### Entries supplied
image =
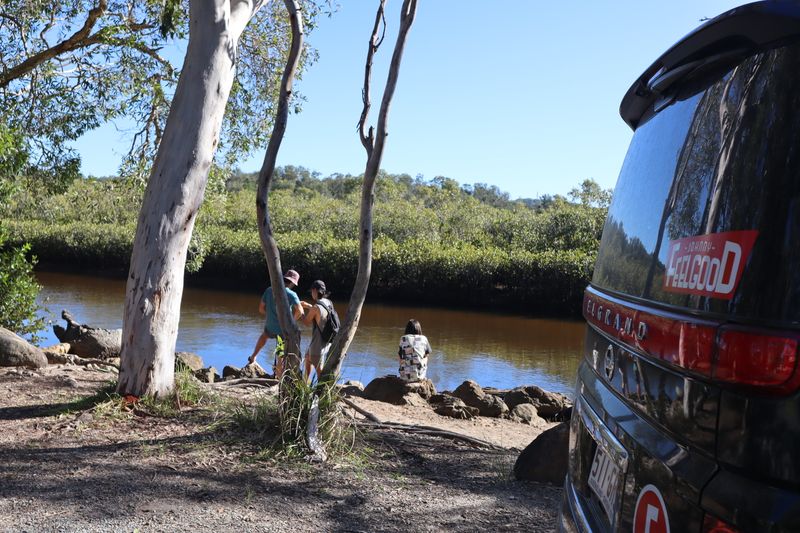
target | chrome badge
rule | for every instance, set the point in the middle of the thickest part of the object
(609, 362)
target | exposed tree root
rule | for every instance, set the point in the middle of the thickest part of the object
(245, 382)
(374, 421)
(71, 359)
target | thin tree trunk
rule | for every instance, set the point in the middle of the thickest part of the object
(374, 146)
(291, 332)
(174, 194)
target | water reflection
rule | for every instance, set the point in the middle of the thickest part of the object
(495, 350)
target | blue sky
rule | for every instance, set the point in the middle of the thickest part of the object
(521, 94)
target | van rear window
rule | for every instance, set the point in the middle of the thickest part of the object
(706, 212)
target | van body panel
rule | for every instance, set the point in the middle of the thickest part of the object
(688, 395)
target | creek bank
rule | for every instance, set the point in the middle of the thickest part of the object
(72, 468)
(508, 418)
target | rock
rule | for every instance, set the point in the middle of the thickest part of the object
(61, 347)
(56, 358)
(16, 351)
(525, 413)
(415, 400)
(231, 372)
(516, 397)
(87, 341)
(392, 389)
(253, 370)
(473, 395)
(550, 405)
(352, 388)
(470, 393)
(545, 458)
(188, 360)
(423, 387)
(208, 375)
(453, 407)
(492, 406)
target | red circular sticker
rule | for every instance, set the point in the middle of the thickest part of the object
(651, 513)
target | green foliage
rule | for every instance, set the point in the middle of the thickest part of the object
(18, 287)
(295, 402)
(435, 242)
(18, 291)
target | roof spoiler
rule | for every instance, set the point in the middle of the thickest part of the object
(710, 51)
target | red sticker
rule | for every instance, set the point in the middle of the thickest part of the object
(651, 513)
(708, 265)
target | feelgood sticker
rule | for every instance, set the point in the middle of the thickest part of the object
(708, 265)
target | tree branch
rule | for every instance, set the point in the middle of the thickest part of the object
(367, 140)
(269, 245)
(76, 40)
(346, 333)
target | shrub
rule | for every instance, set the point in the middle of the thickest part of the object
(18, 290)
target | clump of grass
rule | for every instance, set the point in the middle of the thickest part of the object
(254, 417)
(96, 401)
(296, 399)
(188, 392)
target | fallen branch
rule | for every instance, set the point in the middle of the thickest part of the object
(243, 382)
(54, 358)
(374, 421)
(363, 412)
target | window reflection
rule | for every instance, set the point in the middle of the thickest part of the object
(726, 159)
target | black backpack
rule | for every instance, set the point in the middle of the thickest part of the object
(332, 325)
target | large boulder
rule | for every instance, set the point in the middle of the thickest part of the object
(446, 405)
(207, 375)
(352, 388)
(473, 395)
(392, 389)
(525, 413)
(545, 459)
(87, 341)
(188, 360)
(231, 372)
(16, 351)
(549, 405)
(254, 370)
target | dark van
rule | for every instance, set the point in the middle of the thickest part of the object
(687, 404)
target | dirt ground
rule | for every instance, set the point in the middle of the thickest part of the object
(68, 466)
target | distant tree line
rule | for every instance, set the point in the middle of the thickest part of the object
(436, 241)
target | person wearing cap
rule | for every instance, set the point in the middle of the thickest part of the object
(316, 316)
(272, 327)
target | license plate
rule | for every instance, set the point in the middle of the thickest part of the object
(604, 479)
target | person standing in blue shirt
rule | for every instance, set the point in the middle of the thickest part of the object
(272, 327)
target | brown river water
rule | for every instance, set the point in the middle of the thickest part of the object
(495, 350)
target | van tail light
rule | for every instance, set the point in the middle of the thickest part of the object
(736, 355)
(712, 524)
(756, 359)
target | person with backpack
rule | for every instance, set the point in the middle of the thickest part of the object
(324, 322)
(272, 328)
(413, 353)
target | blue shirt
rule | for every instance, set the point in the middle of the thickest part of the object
(273, 326)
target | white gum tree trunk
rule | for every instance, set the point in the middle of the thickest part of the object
(174, 194)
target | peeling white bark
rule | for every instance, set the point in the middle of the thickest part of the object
(373, 142)
(174, 194)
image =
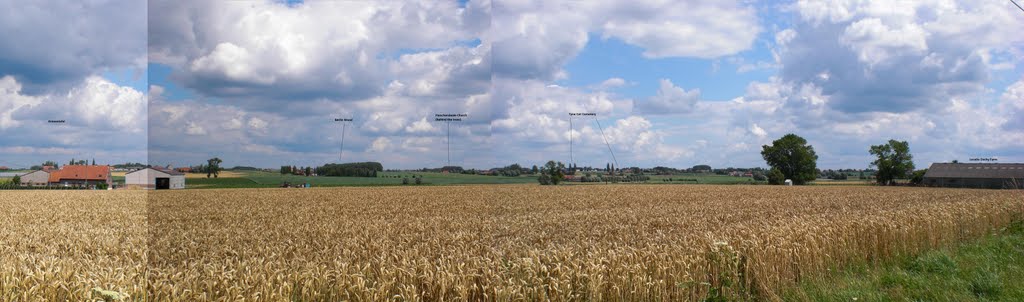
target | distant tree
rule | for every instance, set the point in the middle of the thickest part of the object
(552, 173)
(544, 179)
(213, 167)
(918, 177)
(775, 176)
(793, 157)
(894, 161)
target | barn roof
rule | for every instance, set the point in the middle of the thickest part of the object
(161, 170)
(77, 172)
(168, 171)
(948, 170)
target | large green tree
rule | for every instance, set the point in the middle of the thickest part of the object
(894, 161)
(793, 157)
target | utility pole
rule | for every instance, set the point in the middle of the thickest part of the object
(448, 119)
(344, 125)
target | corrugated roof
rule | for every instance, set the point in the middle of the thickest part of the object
(168, 171)
(975, 170)
(76, 172)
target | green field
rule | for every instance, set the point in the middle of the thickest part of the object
(701, 178)
(267, 179)
(989, 269)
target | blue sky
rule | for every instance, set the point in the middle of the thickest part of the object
(674, 83)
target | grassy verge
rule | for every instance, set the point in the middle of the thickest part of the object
(988, 269)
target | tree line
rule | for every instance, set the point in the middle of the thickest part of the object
(368, 169)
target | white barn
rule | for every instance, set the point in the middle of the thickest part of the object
(158, 178)
(36, 178)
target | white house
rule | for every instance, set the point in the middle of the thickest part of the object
(36, 178)
(157, 177)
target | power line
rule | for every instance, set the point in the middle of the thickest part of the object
(606, 140)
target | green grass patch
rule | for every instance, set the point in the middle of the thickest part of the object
(988, 269)
(265, 179)
(701, 178)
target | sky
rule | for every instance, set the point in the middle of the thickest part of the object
(672, 83)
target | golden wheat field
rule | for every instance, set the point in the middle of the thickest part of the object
(59, 245)
(639, 243)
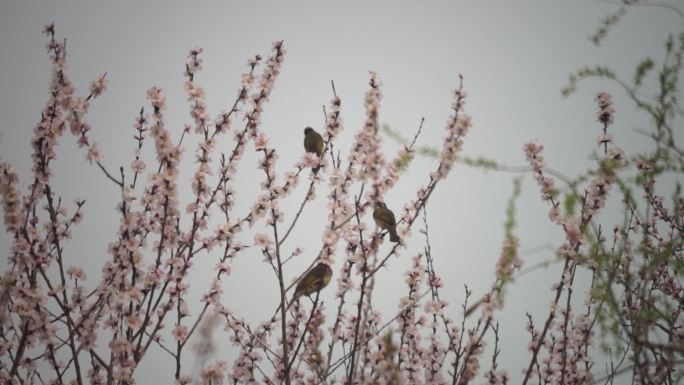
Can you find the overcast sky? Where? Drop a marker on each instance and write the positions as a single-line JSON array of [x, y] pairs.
[[514, 56]]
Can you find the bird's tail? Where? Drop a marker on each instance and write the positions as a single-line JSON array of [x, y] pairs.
[[393, 235]]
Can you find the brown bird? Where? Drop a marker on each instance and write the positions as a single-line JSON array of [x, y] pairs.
[[313, 281], [384, 218], [313, 143]]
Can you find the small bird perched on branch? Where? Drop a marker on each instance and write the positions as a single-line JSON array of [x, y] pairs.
[[313, 281], [384, 218], [313, 143]]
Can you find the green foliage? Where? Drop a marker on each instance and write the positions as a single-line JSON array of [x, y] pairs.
[[606, 24], [643, 68]]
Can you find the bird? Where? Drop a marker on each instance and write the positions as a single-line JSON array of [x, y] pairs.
[[312, 282], [384, 218], [313, 143]]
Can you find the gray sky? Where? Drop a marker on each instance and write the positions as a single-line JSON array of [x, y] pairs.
[[514, 56]]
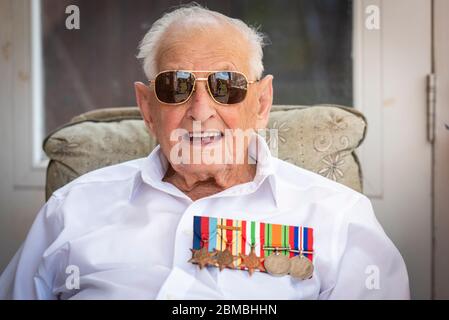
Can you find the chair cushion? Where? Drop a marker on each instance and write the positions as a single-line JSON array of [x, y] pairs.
[[318, 138]]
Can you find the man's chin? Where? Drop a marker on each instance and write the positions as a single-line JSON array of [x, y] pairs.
[[201, 169]]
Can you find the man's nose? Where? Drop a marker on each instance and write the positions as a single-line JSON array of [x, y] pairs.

### Exercise description
Taking the records above as input, show every line in which the word "distant" is present.

### Solved problem
target | distant tree line
target | distant tree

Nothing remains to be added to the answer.